Data —
┄┄┄┄┄┄┄┄┄┄
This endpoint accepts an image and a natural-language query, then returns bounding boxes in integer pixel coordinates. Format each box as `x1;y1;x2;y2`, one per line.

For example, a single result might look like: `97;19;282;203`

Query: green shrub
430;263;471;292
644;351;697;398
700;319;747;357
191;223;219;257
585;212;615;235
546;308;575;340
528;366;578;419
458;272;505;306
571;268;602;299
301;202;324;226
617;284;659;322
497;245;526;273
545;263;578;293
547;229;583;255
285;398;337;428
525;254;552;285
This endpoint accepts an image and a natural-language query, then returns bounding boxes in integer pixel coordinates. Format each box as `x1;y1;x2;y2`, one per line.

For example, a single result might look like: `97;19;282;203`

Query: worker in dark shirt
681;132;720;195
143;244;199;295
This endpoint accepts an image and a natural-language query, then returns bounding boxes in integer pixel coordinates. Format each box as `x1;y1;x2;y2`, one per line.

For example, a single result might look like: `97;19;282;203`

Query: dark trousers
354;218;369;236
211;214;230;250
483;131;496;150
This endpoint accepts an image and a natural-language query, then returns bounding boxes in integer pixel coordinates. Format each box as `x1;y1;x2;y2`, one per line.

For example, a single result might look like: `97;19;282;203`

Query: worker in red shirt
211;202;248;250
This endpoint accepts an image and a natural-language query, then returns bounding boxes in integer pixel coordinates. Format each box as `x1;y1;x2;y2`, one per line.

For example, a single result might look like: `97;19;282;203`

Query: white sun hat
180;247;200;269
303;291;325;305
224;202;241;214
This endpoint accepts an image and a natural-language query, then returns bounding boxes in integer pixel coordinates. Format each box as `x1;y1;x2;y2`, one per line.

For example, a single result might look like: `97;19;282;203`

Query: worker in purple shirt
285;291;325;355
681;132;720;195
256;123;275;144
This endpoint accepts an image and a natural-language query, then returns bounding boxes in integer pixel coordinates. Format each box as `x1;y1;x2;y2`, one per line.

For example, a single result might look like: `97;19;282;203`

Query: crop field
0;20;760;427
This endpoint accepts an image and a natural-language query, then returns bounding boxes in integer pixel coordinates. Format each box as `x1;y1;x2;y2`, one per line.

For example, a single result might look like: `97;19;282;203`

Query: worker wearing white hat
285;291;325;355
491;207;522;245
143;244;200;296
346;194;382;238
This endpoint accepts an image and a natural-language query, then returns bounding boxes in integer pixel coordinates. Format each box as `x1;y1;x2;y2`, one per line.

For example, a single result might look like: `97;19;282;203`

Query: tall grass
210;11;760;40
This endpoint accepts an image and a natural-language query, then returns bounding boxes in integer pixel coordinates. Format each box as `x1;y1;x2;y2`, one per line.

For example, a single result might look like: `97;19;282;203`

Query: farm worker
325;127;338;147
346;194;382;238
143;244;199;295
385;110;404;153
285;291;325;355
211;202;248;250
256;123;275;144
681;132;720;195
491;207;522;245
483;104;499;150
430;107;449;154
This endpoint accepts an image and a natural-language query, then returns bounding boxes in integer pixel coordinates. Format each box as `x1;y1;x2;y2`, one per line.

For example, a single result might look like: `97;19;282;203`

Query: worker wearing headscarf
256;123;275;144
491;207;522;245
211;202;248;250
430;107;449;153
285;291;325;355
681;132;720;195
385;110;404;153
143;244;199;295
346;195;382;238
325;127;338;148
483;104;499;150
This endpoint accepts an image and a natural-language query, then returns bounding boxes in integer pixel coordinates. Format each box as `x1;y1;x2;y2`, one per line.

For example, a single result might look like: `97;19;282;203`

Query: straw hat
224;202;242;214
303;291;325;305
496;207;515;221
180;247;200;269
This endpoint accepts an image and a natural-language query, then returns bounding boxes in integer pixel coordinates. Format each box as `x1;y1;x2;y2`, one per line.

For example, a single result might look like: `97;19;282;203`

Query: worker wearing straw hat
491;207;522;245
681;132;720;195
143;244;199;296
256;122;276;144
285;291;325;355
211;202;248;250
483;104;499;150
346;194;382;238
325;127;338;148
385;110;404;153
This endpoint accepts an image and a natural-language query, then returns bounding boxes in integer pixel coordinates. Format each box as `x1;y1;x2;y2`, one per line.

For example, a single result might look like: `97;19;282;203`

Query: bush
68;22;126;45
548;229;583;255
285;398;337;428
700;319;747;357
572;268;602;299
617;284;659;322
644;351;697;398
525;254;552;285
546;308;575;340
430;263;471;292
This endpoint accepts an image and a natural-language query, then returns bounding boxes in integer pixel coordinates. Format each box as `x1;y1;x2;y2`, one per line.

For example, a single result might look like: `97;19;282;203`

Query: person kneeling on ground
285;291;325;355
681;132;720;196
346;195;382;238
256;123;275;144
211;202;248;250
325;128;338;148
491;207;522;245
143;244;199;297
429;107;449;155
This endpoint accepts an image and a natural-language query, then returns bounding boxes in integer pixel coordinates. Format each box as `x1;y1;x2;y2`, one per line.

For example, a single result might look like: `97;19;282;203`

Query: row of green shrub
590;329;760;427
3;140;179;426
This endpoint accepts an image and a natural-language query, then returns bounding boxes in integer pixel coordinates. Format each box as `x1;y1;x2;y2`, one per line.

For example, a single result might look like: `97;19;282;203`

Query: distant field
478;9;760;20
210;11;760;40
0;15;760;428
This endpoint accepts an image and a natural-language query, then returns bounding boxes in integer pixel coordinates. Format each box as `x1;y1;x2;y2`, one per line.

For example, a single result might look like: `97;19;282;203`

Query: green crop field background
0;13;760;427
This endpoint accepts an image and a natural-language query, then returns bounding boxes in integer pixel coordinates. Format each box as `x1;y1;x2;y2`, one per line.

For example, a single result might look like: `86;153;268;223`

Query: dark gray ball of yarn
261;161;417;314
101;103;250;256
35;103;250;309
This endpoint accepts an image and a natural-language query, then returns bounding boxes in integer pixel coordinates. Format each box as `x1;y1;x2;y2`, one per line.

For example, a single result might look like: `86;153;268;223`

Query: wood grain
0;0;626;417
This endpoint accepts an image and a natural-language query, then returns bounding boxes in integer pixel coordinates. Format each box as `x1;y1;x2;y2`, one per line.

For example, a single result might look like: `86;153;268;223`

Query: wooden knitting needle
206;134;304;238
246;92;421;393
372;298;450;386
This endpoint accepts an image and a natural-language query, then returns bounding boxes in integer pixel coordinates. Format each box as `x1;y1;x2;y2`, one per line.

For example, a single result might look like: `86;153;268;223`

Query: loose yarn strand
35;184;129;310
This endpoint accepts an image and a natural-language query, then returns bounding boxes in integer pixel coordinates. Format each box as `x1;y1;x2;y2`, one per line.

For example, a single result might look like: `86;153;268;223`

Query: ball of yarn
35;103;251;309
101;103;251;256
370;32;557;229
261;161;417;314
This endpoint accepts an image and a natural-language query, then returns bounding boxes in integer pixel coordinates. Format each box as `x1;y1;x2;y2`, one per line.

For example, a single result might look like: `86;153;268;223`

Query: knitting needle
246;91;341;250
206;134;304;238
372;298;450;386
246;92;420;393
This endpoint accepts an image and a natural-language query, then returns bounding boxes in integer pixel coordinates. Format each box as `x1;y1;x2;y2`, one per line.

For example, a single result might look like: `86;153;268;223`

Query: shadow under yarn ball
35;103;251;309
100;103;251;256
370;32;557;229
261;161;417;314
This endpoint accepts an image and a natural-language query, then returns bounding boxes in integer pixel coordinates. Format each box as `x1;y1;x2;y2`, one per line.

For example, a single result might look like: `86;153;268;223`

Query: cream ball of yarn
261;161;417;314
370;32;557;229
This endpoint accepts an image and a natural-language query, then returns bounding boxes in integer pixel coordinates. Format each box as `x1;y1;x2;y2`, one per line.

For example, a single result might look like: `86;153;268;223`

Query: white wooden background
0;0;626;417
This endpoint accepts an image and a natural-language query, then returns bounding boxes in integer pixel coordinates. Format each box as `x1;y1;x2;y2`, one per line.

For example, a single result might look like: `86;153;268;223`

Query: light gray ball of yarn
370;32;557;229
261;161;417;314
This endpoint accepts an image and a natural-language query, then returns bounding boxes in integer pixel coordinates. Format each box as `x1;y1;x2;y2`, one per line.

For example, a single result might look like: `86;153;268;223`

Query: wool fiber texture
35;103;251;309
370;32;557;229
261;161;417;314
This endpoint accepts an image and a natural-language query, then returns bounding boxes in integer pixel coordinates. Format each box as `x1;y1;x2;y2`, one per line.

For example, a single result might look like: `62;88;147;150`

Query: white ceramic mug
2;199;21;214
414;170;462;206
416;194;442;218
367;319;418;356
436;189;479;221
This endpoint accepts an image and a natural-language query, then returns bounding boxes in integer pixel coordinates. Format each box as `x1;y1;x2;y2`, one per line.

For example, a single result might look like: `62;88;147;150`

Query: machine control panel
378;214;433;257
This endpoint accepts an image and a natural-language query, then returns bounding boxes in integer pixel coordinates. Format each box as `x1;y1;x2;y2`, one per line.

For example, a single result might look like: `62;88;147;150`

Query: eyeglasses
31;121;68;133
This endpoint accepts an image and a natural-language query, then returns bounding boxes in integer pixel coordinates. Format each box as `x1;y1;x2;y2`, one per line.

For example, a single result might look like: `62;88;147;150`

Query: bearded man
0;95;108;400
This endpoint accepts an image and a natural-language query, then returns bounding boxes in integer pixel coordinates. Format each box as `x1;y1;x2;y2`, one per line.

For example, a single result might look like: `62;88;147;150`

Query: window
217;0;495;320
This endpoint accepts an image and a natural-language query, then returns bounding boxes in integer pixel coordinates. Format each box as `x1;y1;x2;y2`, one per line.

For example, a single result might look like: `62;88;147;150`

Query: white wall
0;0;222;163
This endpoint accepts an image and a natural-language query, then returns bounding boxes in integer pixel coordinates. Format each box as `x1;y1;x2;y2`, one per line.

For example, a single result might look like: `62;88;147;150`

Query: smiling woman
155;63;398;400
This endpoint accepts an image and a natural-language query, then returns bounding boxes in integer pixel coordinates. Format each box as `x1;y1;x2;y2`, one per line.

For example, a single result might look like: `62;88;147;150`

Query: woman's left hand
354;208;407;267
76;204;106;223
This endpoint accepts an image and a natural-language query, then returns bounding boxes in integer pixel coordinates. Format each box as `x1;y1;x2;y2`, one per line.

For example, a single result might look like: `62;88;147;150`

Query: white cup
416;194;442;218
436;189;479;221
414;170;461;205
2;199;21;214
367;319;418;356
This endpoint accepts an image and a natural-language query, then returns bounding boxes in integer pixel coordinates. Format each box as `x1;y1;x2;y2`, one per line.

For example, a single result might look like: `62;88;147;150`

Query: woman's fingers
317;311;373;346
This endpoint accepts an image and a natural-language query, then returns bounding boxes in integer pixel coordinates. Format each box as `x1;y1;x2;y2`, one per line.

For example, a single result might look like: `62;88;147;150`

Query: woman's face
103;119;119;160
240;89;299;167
┄┄┄┄┄┄┄┄┄┄
Written request — Identify every line in the material above that contains the string "shrub" and copy each one. Case counts.

Response for this exercise —
Query: green shrub
Query: row of green shrub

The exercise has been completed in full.